→ **Task requirements**
a) In the forum thread about Imelda May at the Grammys, which song did she sing with Jeff Beck?
b) Print the Imelda May thread from "Good to hear" to "one rockin' mama.".

→ **Quoted passage**
# # #
# Imelda May at the Grammys



## Chocks away (3 Feb 2010)

Did anyone else see and hear the beautiful chanteuse from Dublin's Liberties sing How High The Moon with Jeff Beck? This Rockabilly baby is destined for the stratosphere. Have her Love Tattoo and it is one of the best CDs (of that genre) for years.


----------



## RMCF (3 Feb 2010)

Another fan here. Excellent album.

Good to hear artists like this in a music world filled with mediocrity and talent show winners.


----------



## DrMoriarty (3 Feb 2010)

+1. Catch it here if you missed it.

That's one rockin' mama.


----------



## Lex Foutish (3 Feb 2010)

Never heard of her. Watched The Doc's link (thanks) but I have to say that kind of stuff leaves me stone cold. I wonder if she wasn't Irish, would we be making such a fuss? Still, I hope she continues to do well in her career.
# # #
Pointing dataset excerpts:

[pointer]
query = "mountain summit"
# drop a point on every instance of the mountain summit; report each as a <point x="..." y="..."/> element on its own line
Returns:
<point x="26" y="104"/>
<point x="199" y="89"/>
# # #
→ **Results of the tasks**
a) How High The Moon

b)
Good to hear artists like this in a music world filled with mediocrity and talent show winners.


----------



## DrMoriarty (3 Feb 2010)

+1. Catch it here if you missed it.

That's one rockin' mama.